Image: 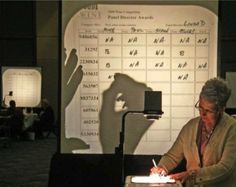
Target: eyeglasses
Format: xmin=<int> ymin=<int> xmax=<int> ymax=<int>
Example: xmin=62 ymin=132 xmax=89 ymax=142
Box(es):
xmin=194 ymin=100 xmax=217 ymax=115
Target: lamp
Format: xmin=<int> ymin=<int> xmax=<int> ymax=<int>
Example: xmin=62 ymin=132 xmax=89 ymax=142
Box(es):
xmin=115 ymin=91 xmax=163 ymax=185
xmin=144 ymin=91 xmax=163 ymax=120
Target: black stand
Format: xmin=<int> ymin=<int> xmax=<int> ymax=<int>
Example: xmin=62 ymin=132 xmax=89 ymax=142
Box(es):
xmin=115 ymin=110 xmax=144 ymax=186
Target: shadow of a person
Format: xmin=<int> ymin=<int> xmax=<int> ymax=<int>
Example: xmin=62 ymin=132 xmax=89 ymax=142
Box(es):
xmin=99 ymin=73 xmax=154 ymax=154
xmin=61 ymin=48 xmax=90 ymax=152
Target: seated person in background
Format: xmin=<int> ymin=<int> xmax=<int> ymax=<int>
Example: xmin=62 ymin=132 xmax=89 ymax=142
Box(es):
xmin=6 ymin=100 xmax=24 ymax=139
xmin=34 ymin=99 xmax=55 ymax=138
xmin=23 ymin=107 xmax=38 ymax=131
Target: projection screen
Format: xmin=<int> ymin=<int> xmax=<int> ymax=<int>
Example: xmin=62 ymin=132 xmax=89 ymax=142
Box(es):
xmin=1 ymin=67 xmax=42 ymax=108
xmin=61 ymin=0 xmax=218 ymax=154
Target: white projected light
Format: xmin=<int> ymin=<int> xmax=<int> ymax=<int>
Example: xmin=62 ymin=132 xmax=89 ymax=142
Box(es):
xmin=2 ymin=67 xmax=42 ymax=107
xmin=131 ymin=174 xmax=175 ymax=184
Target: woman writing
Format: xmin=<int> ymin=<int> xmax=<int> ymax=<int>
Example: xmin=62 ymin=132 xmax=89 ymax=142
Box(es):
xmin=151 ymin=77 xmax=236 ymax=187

---------------

## Exercise directions:
A verbatim retyping of the listing, without any pictures, is the expected answer.

## Result of this exercise:
Image: 
Target: eyeglasses
Format: xmin=<int> ymin=<int> xmax=<int> ymax=<int>
Example: xmin=62 ymin=132 xmax=89 ymax=142
Box(es):
xmin=194 ymin=100 xmax=217 ymax=115
Target: lamp
Format: xmin=<int> ymin=<int> xmax=<int> ymax=<int>
Example: xmin=62 ymin=132 xmax=89 ymax=142
Box(es):
xmin=115 ymin=91 xmax=163 ymax=185
xmin=144 ymin=91 xmax=163 ymax=120
Target: black stand
Format: xmin=<int> ymin=<int> xmax=<int> ymax=<int>
Example: xmin=62 ymin=132 xmax=89 ymax=142
Box(es):
xmin=115 ymin=110 xmax=144 ymax=186
Target: shadow of a person
Format: xmin=<int> ymin=<int> xmax=<int> ymax=<int>
Example: xmin=62 ymin=132 xmax=89 ymax=142
Box(es):
xmin=99 ymin=73 xmax=154 ymax=154
xmin=61 ymin=48 xmax=90 ymax=152
Target: seated person in background
Format: xmin=<int> ymin=<int> xmax=<int> ymax=<int>
Example: xmin=62 ymin=132 xmax=89 ymax=142
Box(es):
xmin=6 ymin=100 xmax=24 ymax=139
xmin=34 ymin=99 xmax=55 ymax=138
xmin=23 ymin=107 xmax=38 ymax=131
Target: projection screen
Format: xmin=<int> ymin=<int> xmax=<int> ymax=<int>
Example: xmin=62 ymin=132 xmax=89 ymax=142
Box(es):
xmin=1 ymin=67 xmax=42 ymax=108
xmin=61 ymin=0 xmax=218 ymax=154
Target: white projected light
Format: xmin=<int> ymin=<int> xmax=<int> ymax=<int>
Example: xmin=62 ymin=132 xmax=89 ymax=142
Box(es):
xmin=2 ymin=67 xmax=42 ymax=107
xmin=131 ymin=174 xmax=175 ymax=184
Target: woman writing
Format: xmin=<int> ymin=<int> xmax=<int> ymax=<int>
Example: xmin=62 ymin=132 xmax=89 ymax=142
Box(es):
xmin=151 ymin=77 xmax=236 ymax=187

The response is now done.